* RECORDS TO USE *
=-=-=-=-=

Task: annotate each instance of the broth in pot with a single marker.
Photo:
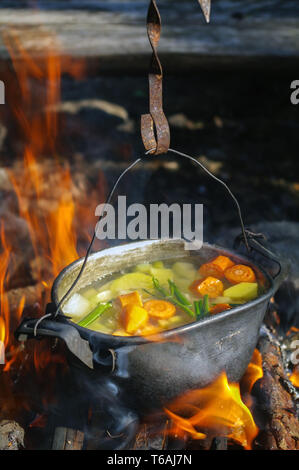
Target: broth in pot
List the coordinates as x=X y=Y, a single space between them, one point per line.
x=149 y=298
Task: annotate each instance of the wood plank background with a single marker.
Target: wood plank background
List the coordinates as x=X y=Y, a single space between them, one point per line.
x=240 y=32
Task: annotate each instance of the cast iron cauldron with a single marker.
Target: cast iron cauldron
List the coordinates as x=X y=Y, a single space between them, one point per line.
x=151 y=373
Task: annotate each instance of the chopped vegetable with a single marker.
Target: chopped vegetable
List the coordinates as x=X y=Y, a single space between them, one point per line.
x=144 y=268
x=134 y=317
x=172 y=297
x=158 y=264
x=242 y=291
x=184 y=269
x=239 y=273
x=120 y=333
x=149 y=330
x=77 y=306
x=94 y=314
x=166 y=323
x=177 y=293
x=90 y=294
x=222 y=300
x=132 y=298
x=105 y=296
x=219 y=308
x=159 y=308
x=131 y=281
x=201 y=307
x=210 y=286
x=216 y=267
x=152 y=297
x=162 y=275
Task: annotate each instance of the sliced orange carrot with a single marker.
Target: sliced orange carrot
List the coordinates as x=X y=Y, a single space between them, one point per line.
x=120 y=333
x=134 y=317
x=159 y=308
x=131 y=298
x=239 y=273
x=219 y=308
x=150 y=330
x=211 y=286
x=216 y=267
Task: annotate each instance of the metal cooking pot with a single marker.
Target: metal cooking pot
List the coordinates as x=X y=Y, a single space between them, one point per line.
x=151 y=372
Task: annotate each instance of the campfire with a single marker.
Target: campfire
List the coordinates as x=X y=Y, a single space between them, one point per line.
x=47 y=221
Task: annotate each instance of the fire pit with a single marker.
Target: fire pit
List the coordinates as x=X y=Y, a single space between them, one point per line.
x=48 y=197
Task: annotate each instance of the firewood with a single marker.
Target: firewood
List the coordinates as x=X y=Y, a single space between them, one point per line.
x=274 y=395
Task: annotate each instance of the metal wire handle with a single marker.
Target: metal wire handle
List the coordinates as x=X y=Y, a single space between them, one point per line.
x=110 y=196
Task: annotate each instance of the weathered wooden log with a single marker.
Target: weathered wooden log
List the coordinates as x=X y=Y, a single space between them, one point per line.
x=274 y=395
x=240 y=31
x=67 y=439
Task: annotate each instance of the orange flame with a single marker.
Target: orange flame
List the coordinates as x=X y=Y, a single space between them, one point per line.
x=43 y=187
x=214 y=410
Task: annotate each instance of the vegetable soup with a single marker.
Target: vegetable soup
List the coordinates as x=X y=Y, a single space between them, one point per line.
x=150 y=298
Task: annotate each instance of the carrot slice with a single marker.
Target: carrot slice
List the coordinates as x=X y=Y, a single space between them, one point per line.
x=239 y=273
x=150 y=330
x=131 y=298
x=219 y=308
x=216 y=267
x=211 y=286
x=159 y=308
x=135 y=317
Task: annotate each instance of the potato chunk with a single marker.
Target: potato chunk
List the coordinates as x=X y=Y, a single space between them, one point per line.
x=242 y=291
x=131 y=298
x=135 y=317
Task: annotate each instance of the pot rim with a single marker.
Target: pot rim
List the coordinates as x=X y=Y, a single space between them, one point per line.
x=131 y=340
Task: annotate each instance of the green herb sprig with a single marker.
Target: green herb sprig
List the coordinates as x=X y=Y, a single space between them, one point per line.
x=201 y=307
x=94 y=314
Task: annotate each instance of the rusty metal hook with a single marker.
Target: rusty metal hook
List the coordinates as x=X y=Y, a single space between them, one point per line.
x=154 y=126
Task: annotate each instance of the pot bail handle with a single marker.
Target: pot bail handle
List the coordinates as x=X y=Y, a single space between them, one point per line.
x=154 y=126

=-=-=-=-=

* WHAT TO WORK ON *
Print each entry shown above with exact wording and no pictures.

* OUTPUT FOR THIS TASK *
Task: annotate each instance of the broth in pot with a single marker.
Photo:
Target: broth in pot
List the coordinates as x=X y=Y, a single space between them, one point per line.
x=149 y=298
Task: annotate each instance of the wood plank background with a single marker.
Target: wood plank background
List the coordinates as x=X y=Y, a single space between them, one point per line.
x=240 y=32
Task: annotate each instance of the cast iron cauldron with a single marker.
Target: cast iron cauldron
List the coordinates as x=X y=Y, a single space between them, one point per line.
x=151 y=373
Task: annotate each instance of the chopped vegetable with a single marker.
Target: chopped vegetable
List the coordinates as x=X y=Y, a single space between them, one point per line.
x=144 y=268
x=134 y=317
x=172 y=297
x=158 y=264
x=242 y=291
x=184 y=269
x=239 y=273
x=120 y=333
x=149 y=330
x=77 y=306
x=94 y=314
x=166 y=323
x=177 y=293
x=90 y=294
x=222 y=300
x=132 y=298
x=105 y=296
x=219 y=308
x=159 y=308
x=131 y=281
x=201 y=307
x=210 y=286
x=216 y=267
x=152 y=297
x=162 y=275
Task: annotate each instance of the sliced orange carrot with a single marker.
Target: sliced orange carrot
List the coordinates as x=X y=Y, a single space between them, one point per line.
x=120 y=333
x=134 y=317
x=159 y=308
x=131 y=298
x=239 y=273
x=219 y=308
x=150 y=330
x=211 y=286
x=216 y=267
Task: annotate each instance of the metal cooking pot with a single marker.
Target: metal cooking pot
List the coordinates as x=X y=Y, a single space between them, one point per line.
x=151 y=372
Task: annotate each instance of the campfire with a single marker.
Target: campfire
List the coordinates as x=X y=Y, a single space between them, one point per line.
x=47 y=221
Task: annotate each instance of the fire pit with a single marker.
Target: fire pit
List the coordinates as x=X y=Y, a single space between them, one point per line.
x=48 y=197
Task: annotate each instance of the firewood with a single marker.
Target: firewood
List the coordinates as x=X y=Y, a single space between them, one point per line.
x=274 y=395
Task: annotate each instance of the metal wire handle with a single marker.
Target: metal wire handle
List the coordinates as x=X y=Y, a single space between them, one point per line.
x=110 y=196
Task: annotate each instance of the weathered wooden log with a single marker.
Target: weathered wooden log
List the coordinates as x=X y=Y, a single space between them, one point per line.
x=274 y=395
x=240 y=31
x=67 y=439
Task: annotate each instance of the orange flame with a single marker.
Target: orange flame
List the coordinates as x=X y=Y, a single space between them, one point per line.
x=43 y=187
x=214 y=410
Task: annotate each instance of the vegetable soup with a single marker.
Target: vegetable soup
List the coordinates as x=X y=Y, a single space between them, one point per line.
x=150 y=298
Task: annotate each instance of the carrot slice with a single marker.
Target: carrot slice
List the coordinates as x=X y=Y, a single space between them, one point per line.
x=239 y=273
x=150 y=330
x=131 y=298
x=219 y=308
x=216 y=267
x=211 y=286
x=159 y=308
x=135 y=317
Task: annotate each instance of the potato chunk with a single marker.
Target: potato chunk
List the coordinates as x=X y=Y, a single space between them, one point per line.
x=242 y=291
x=131 y=298
x=135 y=317
Task: annotate each instance of the pot rim with a single marker.
Target: pot rim
List the coordinates as x=X y=Y, a single space between them, one point per line.
x=131 y=340
Task: annotate each instance of the green herb sprig with a single marker.
Target: green herb sprig
List the coordinates as x=X y=Y, a single space between them, one point per line.
x=201 y=307
x=94 y=314
Task: annotate each instance of the rusty metal hook with a single marker.
Target: rusty metal hook
List the coordinates as x=X y=Y, a single space between them, one point per line.
x=154 y=126
Task: annotate each instance of the pot bail handle with a single marker.
Target: pot bail handle
List the coordinates as x=X y=Y, a single space between them, one point per line.
x=154 y=126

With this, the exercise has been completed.